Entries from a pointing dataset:
***
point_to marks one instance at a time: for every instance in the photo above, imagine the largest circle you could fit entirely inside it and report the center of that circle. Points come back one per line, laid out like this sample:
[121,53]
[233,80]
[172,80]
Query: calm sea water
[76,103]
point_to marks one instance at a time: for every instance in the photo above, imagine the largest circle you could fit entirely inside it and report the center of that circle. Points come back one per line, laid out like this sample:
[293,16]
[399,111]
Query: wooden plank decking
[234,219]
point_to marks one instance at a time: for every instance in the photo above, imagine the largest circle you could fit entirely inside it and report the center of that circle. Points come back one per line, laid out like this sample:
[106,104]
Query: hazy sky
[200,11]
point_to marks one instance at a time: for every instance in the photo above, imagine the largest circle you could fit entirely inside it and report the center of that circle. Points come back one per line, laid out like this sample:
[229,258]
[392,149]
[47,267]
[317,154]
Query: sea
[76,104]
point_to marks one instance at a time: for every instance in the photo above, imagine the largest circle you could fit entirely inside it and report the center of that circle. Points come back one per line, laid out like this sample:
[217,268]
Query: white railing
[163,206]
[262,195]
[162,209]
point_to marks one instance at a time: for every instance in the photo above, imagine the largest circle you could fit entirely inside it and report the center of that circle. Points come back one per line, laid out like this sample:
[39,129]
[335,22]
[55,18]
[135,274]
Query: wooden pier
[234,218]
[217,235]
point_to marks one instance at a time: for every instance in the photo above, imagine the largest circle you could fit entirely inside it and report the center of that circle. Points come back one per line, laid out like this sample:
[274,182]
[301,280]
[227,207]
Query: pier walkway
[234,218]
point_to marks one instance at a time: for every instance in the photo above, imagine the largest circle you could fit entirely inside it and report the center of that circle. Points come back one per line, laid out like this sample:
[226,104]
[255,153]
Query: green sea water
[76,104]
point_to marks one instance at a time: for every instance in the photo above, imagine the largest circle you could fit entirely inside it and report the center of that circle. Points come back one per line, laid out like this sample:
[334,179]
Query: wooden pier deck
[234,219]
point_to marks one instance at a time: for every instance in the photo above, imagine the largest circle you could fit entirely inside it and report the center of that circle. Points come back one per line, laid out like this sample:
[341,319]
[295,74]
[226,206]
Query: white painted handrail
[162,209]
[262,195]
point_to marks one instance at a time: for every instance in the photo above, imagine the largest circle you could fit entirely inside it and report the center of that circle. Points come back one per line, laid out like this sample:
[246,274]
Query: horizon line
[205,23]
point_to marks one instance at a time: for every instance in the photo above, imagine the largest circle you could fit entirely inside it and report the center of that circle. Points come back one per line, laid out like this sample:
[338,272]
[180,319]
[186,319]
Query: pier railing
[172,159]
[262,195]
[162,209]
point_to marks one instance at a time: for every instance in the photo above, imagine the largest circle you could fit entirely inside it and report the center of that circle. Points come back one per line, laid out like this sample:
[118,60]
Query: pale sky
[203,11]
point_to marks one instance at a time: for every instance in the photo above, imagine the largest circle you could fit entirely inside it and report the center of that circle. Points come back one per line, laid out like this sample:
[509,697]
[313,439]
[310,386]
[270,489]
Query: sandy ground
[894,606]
***
§ **Your objective**
From the listing above, reproduce all the lines exactly.

§ **Exercise response**
point_to marks one instance at a time: for every instance in the photo above, imagine the largest circle you could fit entirely inside it and report the center of that circle. Points come back one per line, laid out like this sample:
[121,53]
[233,80]
[172,80]
Query: calm sea water
[76,103]
point_to marks one instance at a time: for every instance in the photo above, imagine the largest circle you could fit entirely inside it and report the center of that circle. Points come back one per line, laid out like this sample:
[293,16]
[399,111]
Query: wooden plank decking
[234,219]
point_to marks one instance at a time: for every instance in the photo above, imagine the largest circle you could fit entirely inside it and report the center of that circle. Points come back one per line, laid out like this sample:
[106,104]
Query: hazy sky
[200,11]
point_to marks one instance at a time: for every instance in the photo above, imagine the largest circle you could fit entirely inside it and report the center of that circle. Points come back one per line, laid out like this sample:
[229,258]
[392,149]
[47,267]
[317,154]
Query: sea
[76,104]
point_to marks one instance at a time: for every instance in the photo above, imagine the largest circle you could fit entirely inside it and report the center of that circle. Points come back one per line, laid out like this sample:
[217,268]
Query: white railing
[163,206]
[262,195]
[162,209]
point_to marks one instance at a time: for every instance in the photo above, imagine the largest circle you could fit entirely inside it and report the center of that circle. Points come back one per line, laid out like this sample:
[39,129]
[335,22]
[55,18]
[135,274]
Query: wooden pier
[234,218]
[217,235]
point_to marks one instance at a time: for every instance in the photo above, imagine the largest circle you could fit entirely inside it and report the center of that circle. Points come back one per line, laid out like this sample:
[274,182]
[301,280]
[227,207]
Query: pier walkway
[234,218]
point_to marks one instance at a time: for every instance in the photo above, imagine the largest circle you could fit entirely inside it and report the center of that circle. Points come back one per line, laid out like this sample:
[226,104]
[255,153]
Query: green sea water
[76,104]
point_to marks one instance at a time: for every instance in the photo above, imagine the largest circle you could fit entirely inside it and report the center of that circle. Points come back one per line, laid out like this sample:
[334,179]
Query: wooden pier deck
[234,219]
point_to marks one instance at a time: for every instance in the photo above, imagine the largest circle you could fit entirely inside it and report the center of that circle. Points come back one per line, laid out like this sample:
[341,319]
[295,74]
[226,206]
Query: white painted handrail
[162,209]
[262,195]
point_to marks one instance at a time: for every instance in the photo above, imagine the largest circle you could fit entirely inside it and report the center of that circle. Points come back one per line, laid out like this sample:
[246,274]
Query: horizon line
[205,23]
point_to marks one instance at a time: for every instance in the photo above, imagine the largest circle you could fit entirely inside it and report the center of that circle. Points come back one per line, laid out like this sample:
[338,272]
[180,319]
[186,319]
Query: pier railing
[172,159]
[262,195]
[162,209]
point_to marks one instance at a time: for every instance in the photo above, imagine the largest circle you could fit entirely inside it and report the center of that circle. Points come back one per line, laid out like this sample:
[118,60]
Query: pale sky
[203,11]
point_to marks one instance at a time: for every instance in the photo above, imagine the largest circle you could fit entirely inside it and report the center of that circle. Points come back one per line, laid out like this sample:
[509,697]
[313,439]
[310,386]
[270,489]
Query: sandy ground
[894,606]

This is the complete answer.